───── Given text ─────
Wednesday, February 9, 2011

Old memories etched deeply

The father of a friend of mind who has been in home hospice from cancer passed away today.  In the beginning they were hopeful that the chemo and radiation would reduce the tumor so that they could remove it from his brain.  She sent me a text this evening to let me know that he had passed and asked me to pray for him.

I thought to myself that praying for him now is an exercise in futility.  What will happen has already transpired.  I don't know if he was saved, I'm pretty sure he was a Catholic, but I'm not positive if he wasn't born again.  Either way, I prayed for him, God rest his soul and the rest of my prayers went out to my friend and her family, those left in the wake of the loss.

Home hospice and cancer are something I have a certain expertise in.  And the news that her dad had passed flooded me with the memories of my mom's bout with, and ultimate loss to, cancer.  She was saved, so I will see her again, some day.  But the hard part of this particular journey is getting through the aftermath of their death.  It's a selfish emotion to want them to stay here, to remain with us when every breath is painful and death is blessed release.

God help me, I still sometimes wish Mom was still with us.  But hey, if you are gonna dream, dream big, I'd want her to be healed too.  I miss her so fiercely right now, it's almost as if her death was recent instead of nearly 18 years ago.  My heart is in a hard little knot, squeezed down, compressed into a diamond of pain.  And just like a diamond, the pain of losing her even yet is just as brilliant and capable of cutting glass.

I think of all of the wonderful things my children have not been able to experience with her.  How she never got to be there for the milestones in their lives. It makes my eyes flood with tears just thinking of her.  Normally I'm okay but this has really taken a hold of me.

I am so very grateful that I have Christ to comfort me now as I did then.  And I know that the pain I experienced from losing Mom will help me to be better at comforting my friend, knowing what awaits her.  The Romans 8:28 deal is in effect.  So as selfish as this may sound, please pray for me as well for my friend that I would have the words to comfort her.  And to help me with my own broken heart.

1 comment:

Cyndi said...

praying as you requested, precious one! I hope you find an abundant source of comfort, for yourself as well as for your friend.
───── Supplied data ─────
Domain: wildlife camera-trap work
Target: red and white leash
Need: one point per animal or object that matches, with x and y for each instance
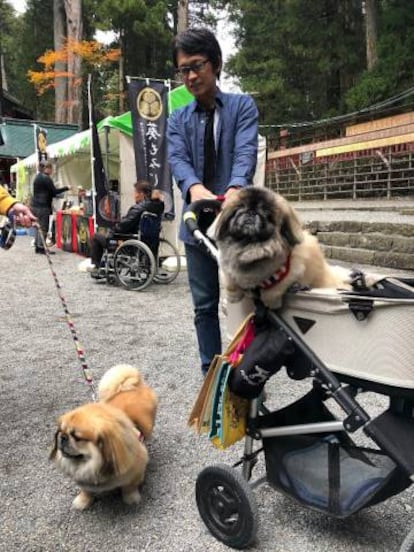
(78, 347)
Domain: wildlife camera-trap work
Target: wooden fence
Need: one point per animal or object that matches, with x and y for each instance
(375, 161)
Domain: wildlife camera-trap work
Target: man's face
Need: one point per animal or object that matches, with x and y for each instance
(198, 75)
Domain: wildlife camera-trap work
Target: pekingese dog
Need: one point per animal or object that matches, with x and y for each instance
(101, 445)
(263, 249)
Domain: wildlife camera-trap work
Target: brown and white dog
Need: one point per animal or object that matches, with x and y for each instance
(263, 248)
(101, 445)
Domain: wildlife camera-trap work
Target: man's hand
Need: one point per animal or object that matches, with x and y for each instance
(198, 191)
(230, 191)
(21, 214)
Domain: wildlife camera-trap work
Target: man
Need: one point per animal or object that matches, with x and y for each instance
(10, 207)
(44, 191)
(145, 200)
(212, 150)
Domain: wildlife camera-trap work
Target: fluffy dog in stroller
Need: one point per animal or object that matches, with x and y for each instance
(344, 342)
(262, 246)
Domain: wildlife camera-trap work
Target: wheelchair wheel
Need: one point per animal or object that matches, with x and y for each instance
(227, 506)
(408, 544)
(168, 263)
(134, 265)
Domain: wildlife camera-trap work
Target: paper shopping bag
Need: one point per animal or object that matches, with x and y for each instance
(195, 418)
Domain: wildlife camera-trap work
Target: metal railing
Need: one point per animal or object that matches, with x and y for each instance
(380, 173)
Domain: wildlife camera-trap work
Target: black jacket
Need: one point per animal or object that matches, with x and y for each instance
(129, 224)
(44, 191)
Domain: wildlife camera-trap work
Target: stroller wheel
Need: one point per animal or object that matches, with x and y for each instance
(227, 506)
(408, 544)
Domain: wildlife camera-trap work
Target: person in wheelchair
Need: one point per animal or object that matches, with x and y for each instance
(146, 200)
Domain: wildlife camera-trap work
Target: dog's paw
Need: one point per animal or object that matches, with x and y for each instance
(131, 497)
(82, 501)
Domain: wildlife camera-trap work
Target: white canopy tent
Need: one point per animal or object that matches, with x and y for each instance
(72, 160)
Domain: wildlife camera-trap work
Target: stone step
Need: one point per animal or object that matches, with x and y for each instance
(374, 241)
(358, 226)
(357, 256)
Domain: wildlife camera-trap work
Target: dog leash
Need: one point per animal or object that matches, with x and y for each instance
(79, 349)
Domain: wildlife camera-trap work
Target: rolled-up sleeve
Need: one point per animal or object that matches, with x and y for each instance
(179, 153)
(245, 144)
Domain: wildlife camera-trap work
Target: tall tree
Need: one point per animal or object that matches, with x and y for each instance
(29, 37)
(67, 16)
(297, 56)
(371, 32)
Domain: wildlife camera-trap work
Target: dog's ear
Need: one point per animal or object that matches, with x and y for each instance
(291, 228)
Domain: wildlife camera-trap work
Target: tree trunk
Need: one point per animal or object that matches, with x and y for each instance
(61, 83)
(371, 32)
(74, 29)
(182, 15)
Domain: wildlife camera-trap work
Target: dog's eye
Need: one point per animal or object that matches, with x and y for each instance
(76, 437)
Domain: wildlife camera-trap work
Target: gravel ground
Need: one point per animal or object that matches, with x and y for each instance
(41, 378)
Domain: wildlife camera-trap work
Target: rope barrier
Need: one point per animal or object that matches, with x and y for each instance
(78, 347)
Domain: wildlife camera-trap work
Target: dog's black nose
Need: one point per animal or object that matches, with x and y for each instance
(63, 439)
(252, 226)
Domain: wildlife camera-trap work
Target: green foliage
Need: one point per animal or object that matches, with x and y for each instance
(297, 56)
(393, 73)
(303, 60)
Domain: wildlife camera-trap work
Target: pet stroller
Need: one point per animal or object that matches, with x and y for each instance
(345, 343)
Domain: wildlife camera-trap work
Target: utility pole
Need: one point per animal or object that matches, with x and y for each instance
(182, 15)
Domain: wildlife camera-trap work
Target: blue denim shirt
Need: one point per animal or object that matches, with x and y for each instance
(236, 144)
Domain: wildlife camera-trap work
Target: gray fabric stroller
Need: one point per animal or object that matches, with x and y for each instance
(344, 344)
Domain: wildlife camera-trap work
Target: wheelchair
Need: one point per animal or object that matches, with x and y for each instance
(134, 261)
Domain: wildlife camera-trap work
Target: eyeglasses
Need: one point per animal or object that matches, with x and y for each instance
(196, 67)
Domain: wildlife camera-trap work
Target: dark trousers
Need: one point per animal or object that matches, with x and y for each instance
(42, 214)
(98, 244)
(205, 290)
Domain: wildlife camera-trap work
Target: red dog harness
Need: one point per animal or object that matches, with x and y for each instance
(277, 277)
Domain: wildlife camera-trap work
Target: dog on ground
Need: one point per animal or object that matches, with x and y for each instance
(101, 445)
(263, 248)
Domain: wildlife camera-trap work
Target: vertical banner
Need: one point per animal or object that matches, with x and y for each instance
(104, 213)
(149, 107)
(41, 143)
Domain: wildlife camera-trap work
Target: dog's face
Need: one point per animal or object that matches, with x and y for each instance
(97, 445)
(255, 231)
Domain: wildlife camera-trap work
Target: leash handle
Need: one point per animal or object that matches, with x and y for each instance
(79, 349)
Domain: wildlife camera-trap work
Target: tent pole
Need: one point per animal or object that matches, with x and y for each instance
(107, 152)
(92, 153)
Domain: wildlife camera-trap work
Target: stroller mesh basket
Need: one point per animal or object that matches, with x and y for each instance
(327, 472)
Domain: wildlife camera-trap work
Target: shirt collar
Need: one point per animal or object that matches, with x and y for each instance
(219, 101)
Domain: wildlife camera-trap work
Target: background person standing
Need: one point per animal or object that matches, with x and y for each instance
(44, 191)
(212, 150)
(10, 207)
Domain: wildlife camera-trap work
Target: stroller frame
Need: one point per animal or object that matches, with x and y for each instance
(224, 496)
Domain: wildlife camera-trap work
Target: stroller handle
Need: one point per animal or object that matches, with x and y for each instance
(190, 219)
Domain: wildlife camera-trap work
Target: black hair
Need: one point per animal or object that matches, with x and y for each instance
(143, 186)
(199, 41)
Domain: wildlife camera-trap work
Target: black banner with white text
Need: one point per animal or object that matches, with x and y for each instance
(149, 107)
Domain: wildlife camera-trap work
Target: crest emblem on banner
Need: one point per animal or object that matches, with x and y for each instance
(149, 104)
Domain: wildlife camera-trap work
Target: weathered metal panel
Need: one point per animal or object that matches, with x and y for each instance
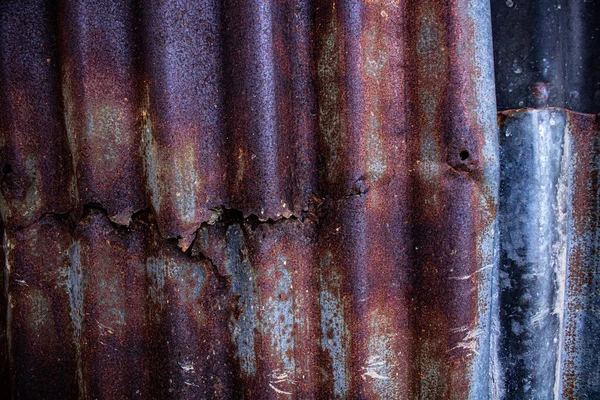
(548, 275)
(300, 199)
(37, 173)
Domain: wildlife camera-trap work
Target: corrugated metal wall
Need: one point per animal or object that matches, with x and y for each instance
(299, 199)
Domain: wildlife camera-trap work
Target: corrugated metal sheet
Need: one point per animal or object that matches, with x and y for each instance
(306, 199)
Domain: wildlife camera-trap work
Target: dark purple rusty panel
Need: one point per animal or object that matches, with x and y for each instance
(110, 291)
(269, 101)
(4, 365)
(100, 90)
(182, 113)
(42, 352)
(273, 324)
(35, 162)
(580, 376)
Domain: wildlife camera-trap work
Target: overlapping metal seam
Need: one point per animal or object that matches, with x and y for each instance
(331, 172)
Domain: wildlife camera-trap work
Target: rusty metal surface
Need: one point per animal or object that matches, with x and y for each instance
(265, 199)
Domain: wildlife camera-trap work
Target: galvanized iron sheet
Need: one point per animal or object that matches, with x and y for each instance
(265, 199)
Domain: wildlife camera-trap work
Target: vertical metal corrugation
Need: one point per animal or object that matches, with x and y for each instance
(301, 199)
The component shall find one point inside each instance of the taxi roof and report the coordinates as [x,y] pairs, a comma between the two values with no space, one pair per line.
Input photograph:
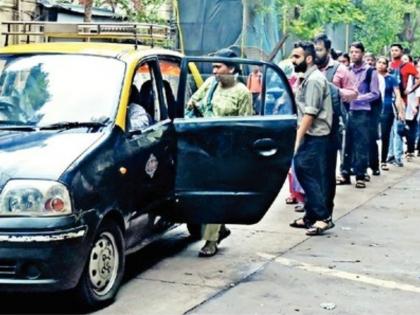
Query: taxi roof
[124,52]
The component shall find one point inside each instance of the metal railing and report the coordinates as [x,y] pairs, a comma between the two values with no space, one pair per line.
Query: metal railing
─────
▶ [What you will do]:
1. List the medical terms in the blog post that name the illness or its care.
2. Revise the blog post's passage between "I am so very" and "own broken heart.", inclusive, so that "friend" is replaced with "neighbor".
3. According to the blog post, about how long ago did the writer's mom die?

▶ [Exercise solutions]:
1. home hospice, cancer, chemo, radiation, tumor

2.
I am so very grateful that I have Christ to comfort me now as I did then.  And I know that the pain I experienced from losing Mom will help me to be better at comforting my neighbor, knowing what awaits her.  The Romans 8:28 deal is in effect.  So as selfish as this may sound, please pray for me as well for my neighbor that I would have the words to comfort her.  And to help me with my own broken heart.

3. Nearly 18 years ago.